**Jobs:**
1. Please turn the paragraph of the WRITE_SAME thread that begins "blkdev_issue_write_same() checks whether" into a short list that keeps its main facts.
2. Write the next part of the WRITE_SAME thread, starting after its last sentence.

**Selected text:**
--------------------------------------------------

Re: [PATCH] Do not silently discard WRITE_SAME requests
From: Petr Vandrovec
Date: Sun Oct 12 2014 - 02:18:15 EST
This is a multi-part message in MIME format.
On 10/11/2014 5:51 AM, Martin K. Petersen wrote:
"Petr" == Petr Vandrovec <petr@xxxxxxxxxx> writes:
Petr> After investigating, problem seems to be in a way completion
Petr> handler for WRITE_SAME handles EOPNOTSUPP error, causing
Petr> all-but-first WRITE_SAME request on the LVM device to be silently
Petr> ignored - command is never issued, but success is returned to
Petr> higher layers.
Commit 7eee4ae2dbb2 was meant to address this issue. Does it still
happen with that in place?
Hi,
that commit alleviates need for change to blk-lib.c. But I believe
that change to blk-core.c that changes return value from EOPNOTSUPP to
EREMOTEIO is still necessary - unless I'm missing some locking
somewhere, there is a race in blkdev_issue_write_same() wrt. updating
max_write_same_sectors:
blkdev_issue_write_same() checks whether max_write_same_sectors is
non-zero at the beginning, and if it is non-zero it proceeds with
generating BIOs. While it generates them, other thread seems to be able
to complete previously issued write_same, find it is not supported, and
clear max_write_same_sectors. Which means that BIOs that are now being
generated will fast-fail in blk-core.c with EOPNOTSUPP, and
blkdev_issue_write_same() will then return success, rather than failure.

--------------------------------------------------

**Dataset excerpts:**
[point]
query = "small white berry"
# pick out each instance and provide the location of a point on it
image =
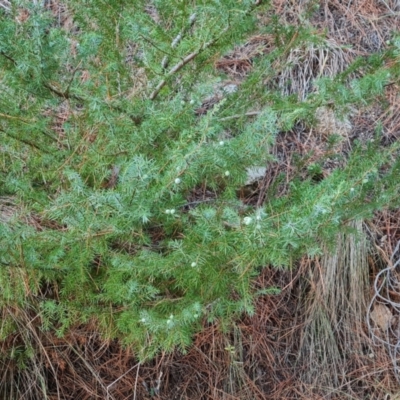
(247, 220)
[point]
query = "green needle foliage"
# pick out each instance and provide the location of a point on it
(102, 228)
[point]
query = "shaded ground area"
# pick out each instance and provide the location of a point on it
(311, 340)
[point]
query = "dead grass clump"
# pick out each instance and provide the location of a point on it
(301, 66)
(365, 24)
(334, 309)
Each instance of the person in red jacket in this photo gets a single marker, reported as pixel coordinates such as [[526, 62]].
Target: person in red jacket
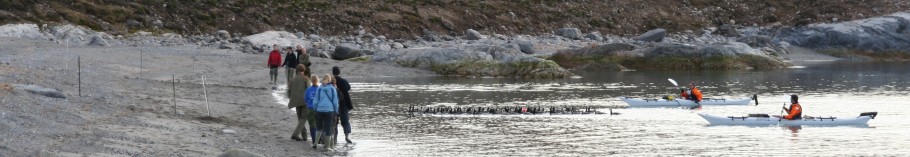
[[273, 64], [795, 111], [692, 94]]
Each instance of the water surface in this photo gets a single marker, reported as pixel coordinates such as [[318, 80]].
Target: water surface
[[383, 127]]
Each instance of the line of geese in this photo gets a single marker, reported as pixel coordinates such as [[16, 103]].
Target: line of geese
[[475, 110]]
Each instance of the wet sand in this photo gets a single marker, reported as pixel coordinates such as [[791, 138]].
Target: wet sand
[[127, 108]]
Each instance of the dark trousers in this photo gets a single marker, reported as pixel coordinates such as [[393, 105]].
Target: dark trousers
[[326, 121], [345, 115]]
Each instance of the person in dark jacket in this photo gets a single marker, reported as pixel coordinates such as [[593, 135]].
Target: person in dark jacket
[[297, 87], [290, 63], [273, 63], [345, 104], [304, 58]]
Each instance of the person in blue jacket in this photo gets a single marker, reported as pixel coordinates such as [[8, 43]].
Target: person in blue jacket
[[326, 104], [309, 96]]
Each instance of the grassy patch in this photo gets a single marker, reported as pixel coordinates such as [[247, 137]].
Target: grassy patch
[[361, 59], [888, 55]]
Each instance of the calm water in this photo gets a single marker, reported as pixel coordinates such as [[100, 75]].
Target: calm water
[[384, 128]]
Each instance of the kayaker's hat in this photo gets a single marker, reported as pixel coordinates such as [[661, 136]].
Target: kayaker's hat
[[336, 71]]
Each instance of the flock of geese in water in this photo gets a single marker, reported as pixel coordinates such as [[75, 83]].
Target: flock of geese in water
[[514, 110]]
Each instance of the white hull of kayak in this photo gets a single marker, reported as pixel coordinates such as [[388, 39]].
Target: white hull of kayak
[[718, 120], [635, 102]]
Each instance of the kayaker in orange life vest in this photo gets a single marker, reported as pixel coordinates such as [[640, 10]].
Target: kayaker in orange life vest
[[692, 94], [795, 111]]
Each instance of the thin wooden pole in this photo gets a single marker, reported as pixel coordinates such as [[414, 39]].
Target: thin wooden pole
[[205, 94], [79, 64], [140, 61]]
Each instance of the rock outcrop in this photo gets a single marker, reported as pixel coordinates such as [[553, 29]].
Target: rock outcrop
[[475, 60], [885, 33]]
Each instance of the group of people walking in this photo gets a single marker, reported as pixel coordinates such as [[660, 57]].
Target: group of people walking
[[320, 103]]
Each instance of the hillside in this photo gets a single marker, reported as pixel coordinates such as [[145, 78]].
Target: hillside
[[409, 18]]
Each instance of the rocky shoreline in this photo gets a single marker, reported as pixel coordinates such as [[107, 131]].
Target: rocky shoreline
[[130, 84], [547, 56]]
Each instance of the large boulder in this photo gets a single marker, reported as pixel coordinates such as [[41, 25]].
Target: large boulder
[[239, 153], [571, 33], [715, 56], [592, 57], [655, 35], [222, 35], [34, 89], [98, 41], [594, 36], [29, 31], [727, 30], [474, 60], [281, 38], [877, 34], [471, 34], [526, 47], [343, 52], [755, 40]]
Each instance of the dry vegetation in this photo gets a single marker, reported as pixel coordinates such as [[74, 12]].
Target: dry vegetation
[[407, 18]]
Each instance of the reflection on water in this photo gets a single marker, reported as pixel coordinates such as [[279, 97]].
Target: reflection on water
[[383, 127]]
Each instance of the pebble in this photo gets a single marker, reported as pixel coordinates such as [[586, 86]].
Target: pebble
[[228, 131]]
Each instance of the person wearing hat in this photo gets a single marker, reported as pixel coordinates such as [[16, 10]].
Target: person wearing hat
[[692, 94], [795, 111], [273, 63], [297, 87], [290, 63], [344, 103]]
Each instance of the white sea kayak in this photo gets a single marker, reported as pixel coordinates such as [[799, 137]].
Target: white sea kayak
[[636, 102], [764, 119]]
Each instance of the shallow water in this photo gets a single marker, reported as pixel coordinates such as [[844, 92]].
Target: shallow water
[[382, 127]]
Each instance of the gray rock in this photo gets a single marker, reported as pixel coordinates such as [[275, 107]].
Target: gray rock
[[727, 30], [158, 24], [397, 45], [239, 153], [755, 40], [594, 36], [471, 34], [672, 50], [598, 52], [343, 52], [222, 35], [730, 49], [526, 47], [877, 34], [429, 35], [133, 23], [314, 37], [226, 46], [98, 41], [34, 89], [655, 35], [474, 60], [384, 47], [571, 33], [448, 25]]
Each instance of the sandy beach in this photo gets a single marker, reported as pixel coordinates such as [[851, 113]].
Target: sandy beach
[[128, 110]]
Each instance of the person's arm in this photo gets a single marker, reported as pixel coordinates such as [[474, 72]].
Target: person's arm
[[335, 102], [285, 60], [790, 113]]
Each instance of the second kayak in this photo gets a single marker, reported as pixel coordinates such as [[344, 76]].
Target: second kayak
[[764, 119], [636, 102]]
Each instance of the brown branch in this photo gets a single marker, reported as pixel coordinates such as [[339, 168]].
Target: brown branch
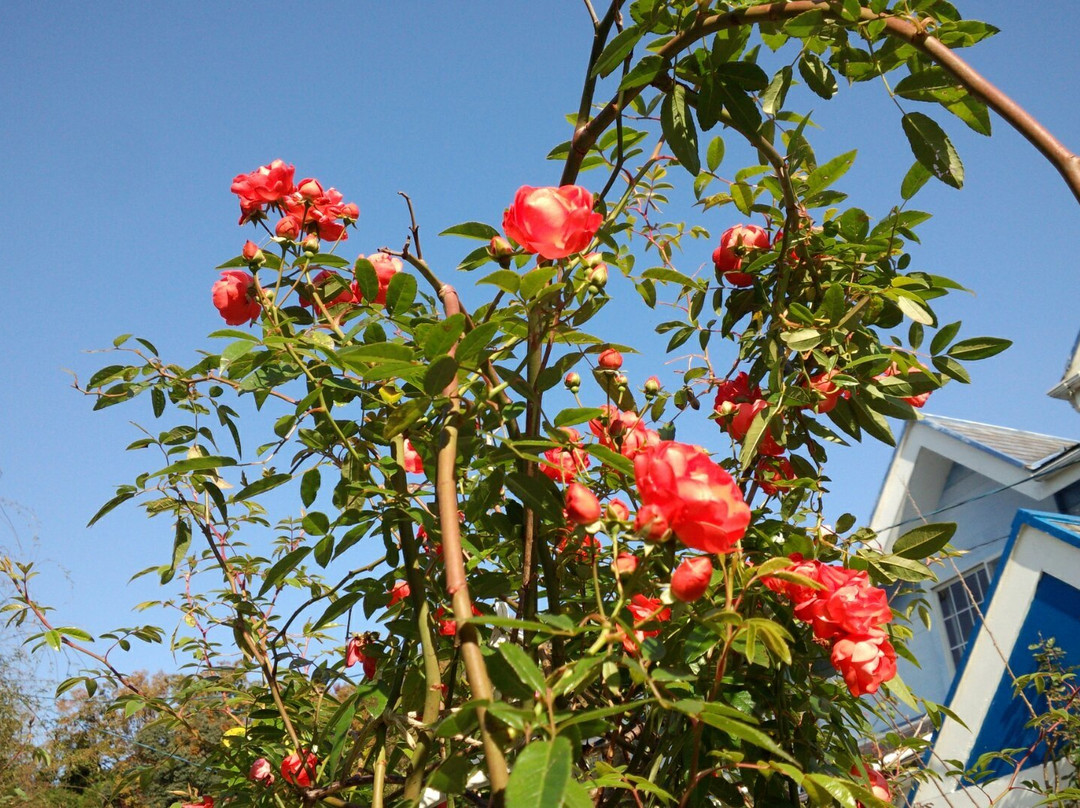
[[1066, 162]]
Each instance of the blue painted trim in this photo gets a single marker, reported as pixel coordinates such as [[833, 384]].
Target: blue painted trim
[[1041, 521], [975, 444]]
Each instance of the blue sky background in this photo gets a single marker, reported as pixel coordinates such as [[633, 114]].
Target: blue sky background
[[124, 125]]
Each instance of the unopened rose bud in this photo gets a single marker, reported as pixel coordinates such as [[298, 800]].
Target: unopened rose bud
[[252, 254], [288, 228], [617, 509], [501, 251], [597, 277], [609, 360], [690, 579], [310, 188], [582, 508], [624, 564]]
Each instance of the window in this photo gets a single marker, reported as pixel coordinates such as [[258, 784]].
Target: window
[[958, 609]]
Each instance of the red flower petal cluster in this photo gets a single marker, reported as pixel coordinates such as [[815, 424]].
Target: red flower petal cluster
[[562, 463], [736, 244], [915, 401], [266, 185], [690, 578], [307, 207], [645, 610], [849, 613], [354, 654], [624, 432], [386, 267], [697, 498], [233, 297], [737, 403], [298, 768], [553, 223]]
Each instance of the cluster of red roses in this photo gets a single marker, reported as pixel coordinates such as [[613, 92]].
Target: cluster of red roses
[[848, 613]]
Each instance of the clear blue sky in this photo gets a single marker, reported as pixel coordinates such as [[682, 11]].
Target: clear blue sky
[[124, 125]]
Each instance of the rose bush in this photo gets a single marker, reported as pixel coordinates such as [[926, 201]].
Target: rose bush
[[399, 496]]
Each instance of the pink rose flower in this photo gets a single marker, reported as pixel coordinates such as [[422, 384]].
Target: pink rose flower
[[864, 661], [582, 508], [261, 772], [298, 768], [266, 185], [737, 243], [699, 499], [553, 223], [233, 297]]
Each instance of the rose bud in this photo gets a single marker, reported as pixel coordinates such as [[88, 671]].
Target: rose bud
[[597, 277], [310, 189], [582, 508], [252, 254], [651, 523], [609, 360], [298, 771], [261, 772], [617, 509], [624, 564], [690, 578], [501, 251], [288, 229]]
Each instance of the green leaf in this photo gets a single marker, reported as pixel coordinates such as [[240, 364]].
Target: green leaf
[[524, 667], [979, 348], [180, 543], [262, 484], [617, 51], [678, 129], [122, 497], [541, 775], [309, 486], [401, 293], [952, 368], [440, 374], [802, 339], [818, 76], [823, 176], [577, 415], [194, 463], [714, 155], [643, 72], [933, 149], [772, 98], [923, 541], [282, 567], [471, 230]]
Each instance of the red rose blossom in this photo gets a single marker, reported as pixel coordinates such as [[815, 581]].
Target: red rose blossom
[[864, 660], [299, 771], [582, 508], [386, 267], [234, 297], [690, 578], [553, 223], [699, 499], [736, 243]]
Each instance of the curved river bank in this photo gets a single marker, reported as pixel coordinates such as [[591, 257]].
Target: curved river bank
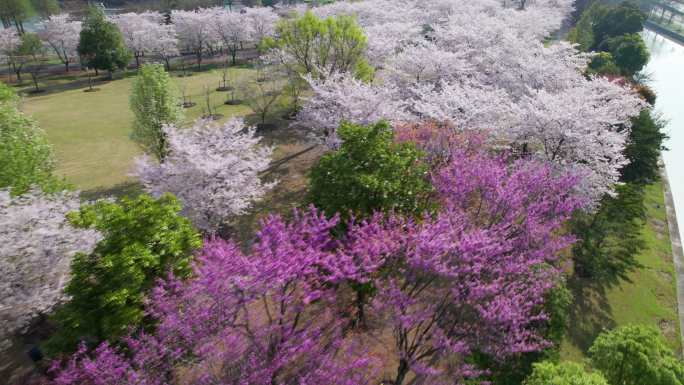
[[666, 69]]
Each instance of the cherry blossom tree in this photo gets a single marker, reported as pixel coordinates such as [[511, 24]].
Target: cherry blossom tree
[[62, 35], [483, 65], [9, 44], [243, 319], [193, 29], [344, 98], [261, 22], [232, 29], [144, 34], [475, 277], [212, 169], [470, 279], [35, 255]]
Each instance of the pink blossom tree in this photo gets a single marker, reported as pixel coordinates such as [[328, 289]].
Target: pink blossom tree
[[258, 318], [9, 44], [261, 22], [212, 169], [231, 29], [144, 34], [194, 32], [483, 65], [474, 278], [344, 98], [35, 255], [62, 35]]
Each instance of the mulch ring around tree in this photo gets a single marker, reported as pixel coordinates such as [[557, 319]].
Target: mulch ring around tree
[[265, 127], [213, 116]]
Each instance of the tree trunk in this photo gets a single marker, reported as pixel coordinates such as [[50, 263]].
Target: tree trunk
[[402, 371], [17, 71], [34, 77]]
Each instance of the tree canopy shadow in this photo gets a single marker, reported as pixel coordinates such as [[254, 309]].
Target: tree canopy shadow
[[590, 312]]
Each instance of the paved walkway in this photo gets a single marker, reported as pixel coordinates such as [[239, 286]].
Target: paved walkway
[[677, 254]]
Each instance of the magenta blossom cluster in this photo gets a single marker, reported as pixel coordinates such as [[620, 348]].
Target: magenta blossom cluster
[[470, 278]]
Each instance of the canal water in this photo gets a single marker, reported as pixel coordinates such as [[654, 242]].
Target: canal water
[[666, 69]]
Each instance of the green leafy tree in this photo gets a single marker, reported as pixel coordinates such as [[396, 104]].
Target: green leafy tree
[[101, 45], [15, 12], [583, 32], [370, 172], [636, 355], [7, 95], [154, 103], [322, 47], [614, 21], [566, 373], [26, 158], [603, 64], [610, 239], [629, 53], [45, 8], [31, 46], [646, 139], [144, 239]]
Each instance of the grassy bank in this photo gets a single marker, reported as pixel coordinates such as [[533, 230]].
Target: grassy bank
[[90, 130], [648, 298]]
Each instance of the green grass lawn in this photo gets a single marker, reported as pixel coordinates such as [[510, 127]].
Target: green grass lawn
[[650, 297], [90, 130]]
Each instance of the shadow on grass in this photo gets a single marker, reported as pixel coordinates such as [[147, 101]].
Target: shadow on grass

--------------------------------------------------

**Expected outputs:**
1.
- At the start, blkdev_issue_write_same() checks whether max_write_same_sectors is non-zero.
- If it is non-zero, the function goes on to generate BIOs.
- While it does so, another thread appears able to complete an earlier write_same, find it unsupported and clear max_write_same_sectors.
- The BIOs still being generated then fast-fail in blk-core.c with EOPNOTSUPP.
- blkdev_issue_write_same() then returns success instead of failure.

2.
It is true that now WRITE_SAME is failing only if second WRITE_SAME is
issued to the device while first ever issued WRITE_SAME on the device is
being completed, but I see no reason why to not close this race.
Logic (from 2011, commit 8af1954d172a46a63e5e79dae523a6d74715e458) says
that EOPNOTSUPP is returned when DISCARD request failed, as discarding
is optional, and failures can be safely ignored. That is definitely not
true for WRITE_SAME failures, and so unsupported WRITE_SAME should
return different error code than unsupported DISCARD.
Which is what patch does. I've removed part that propagates disabling
WRITE_SAME from the diff, keeping only EOPNOTSUPP => EREMOTEIO change,
and revert of blacklisting VMware's LSI (if anything, blacklist should
be for current firmware version of 'VMware Virtual SCSI Disk', as f.e.
passed-through (RDM) SCSI disks do support WRITE_SAME under VMware) --
see attached updated diff.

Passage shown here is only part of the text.